- **Source extract**:

** BEGIN **

Each manager has accompanying documentation in its module directory.

---

## 5. Modules (Functional Layer)

| Module                        | Role                                           |
|-------------------------------|------------------------------------------------|
| [dataloaders](./views_pipeline_core/modules/dataloaders/README.md) | Partition-aware data retrieval + drift detection + incremental update |
| [transformations](./views_pipeline_core/modules/transformations/README.md) | Dataset transformation undo/management |
| [reconciliation](./views_pipeline_core/modules/reconciliation/README.md) | Hierarchical grid ↔ country alignment |
| [reports](./views_pipeline_core/modules/reports/README.md) | Tailwind-styled HTML evaluation/forecast report generation |
| [mapping](./views_pipeline_core/modules/mapping/README.md) | Static + interactive choropleth maps (matplotlib / Plotly) |
| [logging](./views_pipeline_core/modules/logging/README.md) | Central logging configuration injection |
| [statistics](./views_pipeline_core/modules/statistics/README.md) | Forecast reconciliation math (proportional scaling) |
| [wandb](./views_pipeline_core/modules/wandb/README.md) | Alerts, artifact logging, run lifecycle |
| [model validation](./views_pipeline_core/modules/validation/model/README.md) | Structural & logical integrity checks |
| [ensemble validation](./views_pipeline_core/modules/validation/ensemble/README.md) | Structural & logical integrity checks |

---

## 5.1 Intermediate Modules

| Module                        | Role                                           |
|-------------------------------|------------------------------------------------|
| [cli](./views_pipeline_core/cli/README.md) | CLI parsing and validation|
| [dataset](./views_pipeline_core/data/README.md) | Spatio-temporal dataset handler with country and priogrid level support |

---

## 6. Data Layer & Querysets

- Querysets define feature/target extraction logic + transformation chains.
- Incremental updates replace raw slices (GED / ACLED) and replay transformations (UpdateViewser).
- MultiIndex structure: `(month_id, entity_id)` for time-spatial operations.
- Data types normalized (`float64` for numeric integrity).
- Partitions defined via month ranges (train/test or forecast horizon).

---

## 7. Evaluation & Metrics

Evaluation produces:

- Step-wise metrics (per forecast horizon)
- Month-wise metrics (temporal slices)
- Time-series metrics (sequence performance trajectory)

Conflict type auto-inferred from target tokens (sb / ns / os). Files named per ADR conventions (artifact/output naming).

---

## 8. Reconciliation (Hierarchical Consistency)

Ensures priogrid sums align with authoritative country totals while preserving relative spatial pattern and zero inflation. Parallelizable across countries × time × targets. Integrated into ensembles or model forecast postprocessing.

---

## 9. Reporting & Mapping

| Component       | Feature                                      |
|------------------|---------------------------------------------|
| ReportModule     | Headings, paragraphs, Markdown, tables, images, grids |
| MappingModule    | Country & priogrid choropleths (static + interactive animation) |
| Templates        | Forecast + evaluation report skeletons      |
| CSS              | Tailwind subset embedded for portability    |

Reports embed:

- Metrics tables
- Key–value configuration summaries
- Spatial animations (Plotly)
- Artifact provenance (timestamps, versions)

** END **

- **Records provided**:
** BEGIN **

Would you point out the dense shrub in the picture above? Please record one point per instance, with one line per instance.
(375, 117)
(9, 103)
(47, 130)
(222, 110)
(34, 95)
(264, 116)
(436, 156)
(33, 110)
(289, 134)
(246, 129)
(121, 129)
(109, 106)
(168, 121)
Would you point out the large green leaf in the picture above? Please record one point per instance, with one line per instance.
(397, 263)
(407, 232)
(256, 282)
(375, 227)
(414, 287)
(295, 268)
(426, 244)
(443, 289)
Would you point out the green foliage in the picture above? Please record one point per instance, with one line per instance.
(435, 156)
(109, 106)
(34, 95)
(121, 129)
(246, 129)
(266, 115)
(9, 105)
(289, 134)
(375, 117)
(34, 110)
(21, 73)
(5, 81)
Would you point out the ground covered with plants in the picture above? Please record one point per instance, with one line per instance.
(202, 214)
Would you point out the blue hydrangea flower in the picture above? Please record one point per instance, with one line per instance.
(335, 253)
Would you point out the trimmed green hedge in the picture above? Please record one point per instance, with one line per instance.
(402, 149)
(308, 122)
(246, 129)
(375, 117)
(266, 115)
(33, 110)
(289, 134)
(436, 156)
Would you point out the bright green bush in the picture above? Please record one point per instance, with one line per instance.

** END **
** BEGIN **

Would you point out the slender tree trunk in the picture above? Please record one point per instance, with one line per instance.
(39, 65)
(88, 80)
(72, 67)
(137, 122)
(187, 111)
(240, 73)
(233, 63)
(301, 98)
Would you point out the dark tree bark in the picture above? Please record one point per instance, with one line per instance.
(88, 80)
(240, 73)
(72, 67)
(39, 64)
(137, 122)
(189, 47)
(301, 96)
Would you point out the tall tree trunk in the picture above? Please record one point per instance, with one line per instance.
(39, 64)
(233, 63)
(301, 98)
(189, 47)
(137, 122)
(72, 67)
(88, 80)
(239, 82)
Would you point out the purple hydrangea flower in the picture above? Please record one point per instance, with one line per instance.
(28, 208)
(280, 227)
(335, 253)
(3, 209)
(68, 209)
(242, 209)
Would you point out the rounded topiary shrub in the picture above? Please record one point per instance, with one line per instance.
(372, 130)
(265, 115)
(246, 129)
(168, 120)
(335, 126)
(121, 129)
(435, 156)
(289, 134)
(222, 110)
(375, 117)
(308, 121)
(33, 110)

** END **
** BEGIN **

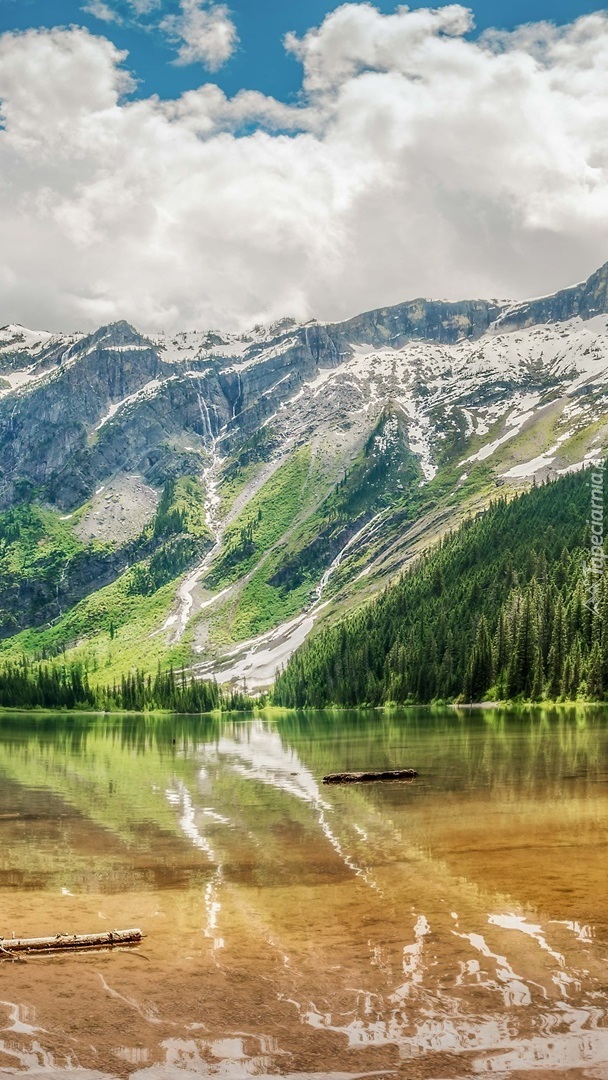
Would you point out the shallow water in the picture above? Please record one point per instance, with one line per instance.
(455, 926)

** END **

- **Given exercise A**:
According to the pipeline documentation, from what is the conflict type auto-inferred?
- **Given exercise B**:
Transcribe the entries from the line containing "Would you point out the green" through the line containing "Would you point out the bright", including both of those lines.
The pipeline documentation and the entries have no connection to each other.

- **Answer A**:
From the target tokens (sb / ns / os).

- **Answer B**:
Would you point out the green foliage in the picture above? Please record one point per instance, with one line per instance.
(435, 156)
(109, 106)
(34, 95)
(121, 129)
(246, 129)
(266, 115)
(9, 105)
(289, 134)
(375, 117)
(34, 110)
(21, 73)
(5, 81)
Would you point out the ground covered with plants in the picture above? Please record one point per instance, with one line per instance.
(202, 214)
Would you point out the blue hydrangea flower in the picture above? Please record one point per instance, with one line per instance.
(335, 253)
Would you point out the trimmed green hedge in the picture above? Please record one point per instance, with one line per instance.
(402, 149)
(308, 122)
(246, 129)
(375, 117)
(266, 115)
(33, 110)
(289, 134)
(436, 156)
Would you point out the bright green bush in the picture above? Please record one point per instance, with one line per instance.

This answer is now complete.